:: Set problem ::
Reproduce every item below word for word, with no changes.

:: Input material ::
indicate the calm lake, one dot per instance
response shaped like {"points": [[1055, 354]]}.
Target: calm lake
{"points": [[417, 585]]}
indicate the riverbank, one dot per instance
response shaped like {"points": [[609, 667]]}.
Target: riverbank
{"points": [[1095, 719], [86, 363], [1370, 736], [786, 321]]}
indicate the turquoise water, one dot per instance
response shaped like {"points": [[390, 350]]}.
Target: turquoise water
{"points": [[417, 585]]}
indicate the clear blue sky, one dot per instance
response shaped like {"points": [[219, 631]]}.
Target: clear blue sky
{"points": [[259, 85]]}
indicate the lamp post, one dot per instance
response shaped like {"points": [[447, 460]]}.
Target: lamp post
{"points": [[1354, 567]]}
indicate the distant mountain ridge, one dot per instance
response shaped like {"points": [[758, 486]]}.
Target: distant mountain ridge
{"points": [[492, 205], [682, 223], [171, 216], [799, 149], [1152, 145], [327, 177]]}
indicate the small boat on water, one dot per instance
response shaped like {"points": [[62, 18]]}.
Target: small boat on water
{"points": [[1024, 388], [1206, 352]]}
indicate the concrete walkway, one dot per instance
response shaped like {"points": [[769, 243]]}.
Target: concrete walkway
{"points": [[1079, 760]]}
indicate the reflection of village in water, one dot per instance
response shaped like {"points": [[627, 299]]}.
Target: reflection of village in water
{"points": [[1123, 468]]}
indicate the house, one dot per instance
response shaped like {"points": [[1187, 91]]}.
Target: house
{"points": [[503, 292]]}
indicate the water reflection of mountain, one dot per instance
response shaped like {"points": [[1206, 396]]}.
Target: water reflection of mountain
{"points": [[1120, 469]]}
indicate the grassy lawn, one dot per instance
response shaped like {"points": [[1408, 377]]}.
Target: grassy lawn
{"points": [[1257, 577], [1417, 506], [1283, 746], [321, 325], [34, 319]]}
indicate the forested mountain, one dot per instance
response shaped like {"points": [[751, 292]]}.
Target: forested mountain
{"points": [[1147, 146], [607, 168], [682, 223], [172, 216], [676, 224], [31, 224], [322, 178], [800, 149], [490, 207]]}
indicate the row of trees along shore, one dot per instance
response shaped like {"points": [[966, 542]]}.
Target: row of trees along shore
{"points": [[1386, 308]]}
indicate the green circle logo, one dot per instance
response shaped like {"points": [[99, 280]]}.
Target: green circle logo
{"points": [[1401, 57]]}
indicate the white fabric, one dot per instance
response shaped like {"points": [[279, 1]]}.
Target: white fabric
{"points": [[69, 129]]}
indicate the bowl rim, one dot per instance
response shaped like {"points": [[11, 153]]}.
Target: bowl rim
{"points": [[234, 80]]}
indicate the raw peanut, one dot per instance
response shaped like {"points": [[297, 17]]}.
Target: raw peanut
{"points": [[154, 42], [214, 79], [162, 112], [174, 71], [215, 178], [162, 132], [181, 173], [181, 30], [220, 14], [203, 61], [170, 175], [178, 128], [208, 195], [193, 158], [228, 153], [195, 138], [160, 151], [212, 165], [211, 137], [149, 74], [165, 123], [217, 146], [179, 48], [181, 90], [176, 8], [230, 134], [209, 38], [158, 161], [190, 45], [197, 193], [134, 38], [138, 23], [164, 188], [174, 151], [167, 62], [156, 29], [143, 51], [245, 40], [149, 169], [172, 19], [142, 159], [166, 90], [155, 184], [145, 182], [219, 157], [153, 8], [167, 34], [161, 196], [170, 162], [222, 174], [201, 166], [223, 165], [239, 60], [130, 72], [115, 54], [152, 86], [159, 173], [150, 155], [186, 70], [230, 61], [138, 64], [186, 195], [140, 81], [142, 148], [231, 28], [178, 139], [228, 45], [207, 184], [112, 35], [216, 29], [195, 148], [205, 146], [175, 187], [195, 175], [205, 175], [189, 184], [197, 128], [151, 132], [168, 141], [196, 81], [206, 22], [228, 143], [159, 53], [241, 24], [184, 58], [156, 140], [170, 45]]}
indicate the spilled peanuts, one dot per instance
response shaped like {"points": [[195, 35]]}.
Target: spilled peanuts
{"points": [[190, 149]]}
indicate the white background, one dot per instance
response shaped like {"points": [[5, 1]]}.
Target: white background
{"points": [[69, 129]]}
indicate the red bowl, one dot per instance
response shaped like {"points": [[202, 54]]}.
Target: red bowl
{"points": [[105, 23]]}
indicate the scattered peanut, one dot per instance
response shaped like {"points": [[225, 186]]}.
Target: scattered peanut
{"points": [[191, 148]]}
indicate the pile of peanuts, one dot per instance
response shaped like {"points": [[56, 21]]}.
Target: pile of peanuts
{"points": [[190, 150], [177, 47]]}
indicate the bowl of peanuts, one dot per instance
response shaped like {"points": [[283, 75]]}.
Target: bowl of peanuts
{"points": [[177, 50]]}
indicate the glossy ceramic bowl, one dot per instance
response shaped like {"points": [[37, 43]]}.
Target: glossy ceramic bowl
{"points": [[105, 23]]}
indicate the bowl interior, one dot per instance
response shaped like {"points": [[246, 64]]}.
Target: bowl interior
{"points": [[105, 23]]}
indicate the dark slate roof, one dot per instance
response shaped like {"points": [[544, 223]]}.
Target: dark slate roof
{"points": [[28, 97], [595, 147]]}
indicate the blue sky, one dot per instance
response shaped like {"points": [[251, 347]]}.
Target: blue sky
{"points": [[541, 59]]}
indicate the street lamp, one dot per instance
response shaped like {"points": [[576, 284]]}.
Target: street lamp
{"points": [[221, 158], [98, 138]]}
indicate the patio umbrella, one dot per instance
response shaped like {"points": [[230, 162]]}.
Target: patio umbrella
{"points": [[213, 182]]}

:: The completed task ::
indicate the calm lake, one dot per instance
response shaped like {"points": [[1055, 354]]}.
Target: calm lake
{"points": [[417, 585]]}
indicate the riverbank, one dot per instance
response shaped like {"points": [[609, 667]]}.
Target: riverbank
{"points": [[1095, 719], [86, 363], [1370, 736], [786, 321]]}
indicate the turquoise water, one dot per instance
response shaped like {"points": [[390, 350]]}.
Target: turquoise water
{"points": [[417, 585]]}
indicate the clear blue sky, one dot per instance
response shaped like {"points": [[219, 631]]}.
Target: clear blue sky
{"points": [[259, 85]]}
indicate the lamp post, one dot per instance
response shaped like {"points": [[447, 460]]}.
Target: lamp post
{"points": [[1354, 567]]}
indicate the distant mountain ridge, one dot per instance
response shaped like {"points": [[758, 486]]}.
Target: distant mountain ridge
{"points": [[492, 205], [682, 223], [171, 216], [799, 149], [1152, 145], [327, 177]]}
indicate the small boat on water, one dot per instance
response shaped like {"points": [[62, 18]]}.
Target: small boat on water
{"points": [[1024, 388], [1206, 352]]}
indicate the concrete walkway, one dot per instance
response shaped like {"points": [[769, 243]]}.
Target: concrete walkway
{"points": [[1079, 760]]}
indicate the reflection of village in water, one dot per instance
response shaped like {"points": [[627, 299]]}.
Target: reflection of village in water
{"points": [[1123, 468]]}
indicate the house, one dot per instance
response shaped like {"points": [[1187, 91]]}.
Target: house
{"points": [[503, 292]]}
indicate the water reflection of mountain, one dot per instance
response shaped like {"points": [[1206, 396]]}.
Target: water reflection of mountain
{"points": [[1120, 469]]}
indicate the grassy lawn, one dot per instance
response shaped like {"points": [[1408, 377]]}.
Target: grassy lawn
{"points": [[1257, 577], [1417, 506], [1283, 746], [321, 325], [34, 319]]}
indicate the forested mountain, one dot per instance
response shaped like {"points": [[751, 292]]}.
Target: forested mountain
{"points": [[1147, 146], [607, 168], [682, 223], [172, 216], [676, 224], [31, 224], [322, 178], [800, 149], [490, 207]]}
indicate the row of trees along shore, one dot per instance
response shaped like {"points": [[966, 542]]}.
Target: row of trees along shore
{"points": [[1386, 308]]}
indicate the green circle logo, one dot per instance
response shaped like {"points": [[99, 280]]}.
Target: green circle logo
{"points": [[1401, 57]]}
indicate the white fabric, one dot per instance
response shaped like {"points": [[279, 1]]}.
Target: white fabric
{"points": [[69, 129]]}
indicate the bowl rim, one dot per instance
response shaped like {"points": [[11, 153]]}.
Target: bowl rim
{"points": [[234, 80]]}
indicate the raw peanut, one dot per instance
response shaped like {"points": [[297, 17]]}.
Target: raw peanut
{"points": [[154, 42], [214, 79], [162, 112], [174, 71], [215, 178], [162, 132], [181, 173], [181, 30], [220, 14], [203, 61], [170, 175], [178, 128], [208, 195], [193, 158], [228, 153], [195, 138], [160, 151], [212, 165], [211, 137], [149, 74], [165, 123], [217, 146], [179, 48], [181, 90], [176, 8], [230, 134], [209, 38], [158, 161], [190, 45], [197, 193], [134, 38], [138, 23], [164, 188], [174, 151], [167, 62], [156, 29], [143, 51], [245, 40], [149, 169], [172, 19], [142, 159], [166, 90], [155, 184], [145, 182], [219, 157], [153, 8], [167, 34], [161, 196], [170, 162], [222, 174], [201, 166], [223, 165], [239, 60], [130, 72], [115, 54], [152, 86], [159, 173], [150, 155], [186, 70], [230, 61], [138, 64], [186, 195], [140, 81], [142, 148], [231, 28], [178, 139], [228, 45], [207, 184], [112, 35], [216, 29], [195, 148], [205, 146], [175, 187], [195, 175], [205, 175], [189, 184], [197, 128], [151, 132], [168, 141], [196, 81], [206, 22], [228, 143], [159, 53], [241, 24], [184, 58], [156, 140], [170, 45]]}
indicate the spilled peanuts, one dot per instance
response shaped like {"points": [[195, 35]]}.
Target: spilled peanuts
{"points": [[190, 149]]}
indicate the white background, one dot per instance
response shaped like {"points": [[5, 1]]}.
Target: white background
{"points": [[69, 129]]}
indicate the red bowl, one dot per instance
response shaped like {"points": [[202, 54]]}.
Target: red bowl
{"points": [[105, 23]]}
indicate the scattered peanut, one dot per instance
response shaped like {"points": [[225, 186]]}.
Target: scattered peanut
{"points": [[191, 148]]}
indicate the pile of peanuts, one dot per instance
response shaped like {"points": [[56, 21]]}.
Target: pile of peanuts
{"points": [[190, 150], [177, 47]]}
indicate the bowl of peanuts, one dot per instance
response shaped like {"points": [[283, 75]]}.
Target: bowl of peanuts
{"points": [[177, 50]]}
indicate the glossy ceramic bowl, one dot per instance
response shaped like {"points": [[37, 43]]}.
Target: glossy ceramic bowl
{"points": [[105, 23]]}
indicate the bowl interior, one dot per instance
response shaped like {"points": [[246, 64]]}.
Target: bowl interior
{"points": [[105, 23]]}
indicate the dark slate roof, one dot per instance
response shaped like {"points": [[544, 223]]}.
Target: dark slate roof
{"points": [[28, 97], [595, 147]]}
indicate the blue sky, one dot per instance
response shaped like {"points": [[251, 347]]}.
Target: blue sky
{"points": [[541, 59]]}
indicate the street lamp, one dot per instance
response shaped like {"points": [[576, 284]]}.
Target: street lamp
{"points": [[221, 158], [98, 138]]}
indicate the patio umbrella, one dot per instance
response shaped like {"points": [[230, 162]]}.
Target: patio umbrella
{"points": [[213, 182]]}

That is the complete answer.